■ Фрагмент текста:
______

Евреи в России: XIX век - Генрих Борисович Слиозберг
В Литве и в Юго-Западном крае, напротив того, еврейская ортодоксия давала культурные элементы, которые поддерживали связь с народной массой; была чисто еврейская интеллигентность, были традиции, существовала истинная духовная аристократия. В малороссийских городах не было никогда именитых раввинов; мало того, о них в Полтаве еврейское население ничего и не знало. Только хасидская часть знала своих цадиков; но цадики эти не только не отличались еврейской ученостью, но даже во многих случаях обнаруживали невежество в еврейской письменности, кроме каббалистической. Достаточно сказать, что в Полтаве не было известно о таких людях, как Салантер в Вильне; там не знали имевшего такое большое влияние на народные массы в Литве ковенского раввина рабби Ицхока-Эльхонона; даже я, проживший всю свою юность в среде чисто еврейской, где было столько разговоров о знаменитых раввинах прежнего времени, впервые о ребе Ицхок-Эльхононе услыхал в Петербурге, уже будучи студентом.
Погромы 1881 года не разбудили евреев в Полтаве, и вскоре о них позабыли. Не отразилось ничем среди еврейского населения у нас и появление еврейских газет на русском языке — «Русского еврея» и «Рассвета». Между тем эти газеты стали будить еврейскую мысль и положили начало перерождению еврейской интеллигенции или, вернее, некоторой части ее, напомнив ей обязанности ее по отношению к народу.

______

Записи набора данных
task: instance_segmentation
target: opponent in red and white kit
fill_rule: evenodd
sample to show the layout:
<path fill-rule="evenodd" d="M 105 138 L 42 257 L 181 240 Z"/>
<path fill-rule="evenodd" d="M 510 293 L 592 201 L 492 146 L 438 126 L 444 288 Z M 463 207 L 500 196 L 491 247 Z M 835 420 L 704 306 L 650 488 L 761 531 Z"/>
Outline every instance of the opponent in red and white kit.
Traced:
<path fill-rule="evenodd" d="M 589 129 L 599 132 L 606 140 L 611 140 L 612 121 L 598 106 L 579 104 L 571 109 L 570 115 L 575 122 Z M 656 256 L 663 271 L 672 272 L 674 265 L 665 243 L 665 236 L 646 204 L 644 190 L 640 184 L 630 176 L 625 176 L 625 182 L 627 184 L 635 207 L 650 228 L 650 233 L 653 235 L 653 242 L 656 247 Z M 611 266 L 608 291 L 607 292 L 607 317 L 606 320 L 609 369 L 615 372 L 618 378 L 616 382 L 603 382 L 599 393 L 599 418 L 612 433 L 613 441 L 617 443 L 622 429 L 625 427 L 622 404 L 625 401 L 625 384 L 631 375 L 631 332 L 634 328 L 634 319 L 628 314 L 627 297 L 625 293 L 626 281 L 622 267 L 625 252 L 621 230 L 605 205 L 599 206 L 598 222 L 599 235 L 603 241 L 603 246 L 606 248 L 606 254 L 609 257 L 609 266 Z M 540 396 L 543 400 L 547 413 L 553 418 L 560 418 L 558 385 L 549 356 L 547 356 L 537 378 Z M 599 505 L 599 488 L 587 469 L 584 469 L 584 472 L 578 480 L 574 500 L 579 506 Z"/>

______

■ Задания:
(A) Перескажите короче абзац отрывка о евреях в России, начинающийся словами «Погромы 1881 года», сохранив его основные факты.
(B) Объясните в одном–трех предложениях, почему, согласно отрывку о евреях в России, появление газет «Русский еврей» и «Рассвет» было значимым, хотя в Полтаве оно ничем не отразилось.

■ Ответы к заданиям:
(A) Погромы 1881 года не пробудили полтавских евреев и вскоре забылись. Русскоязычные еврейские газеты «Русский еврей» и «Рассвет» тоже никак не повлияли на местное еврейское население. При этом газеты начали будить еврейскую мысль и положили начало перерождению части еврейской интеллигенции, напомнив ей о долге перед народом.

(B) Эти газеты стали будить еврейскую мысль и положили начало перерождению части еврейской интеллигенции. Они напомнили ей об обязанностях по отношению к народу.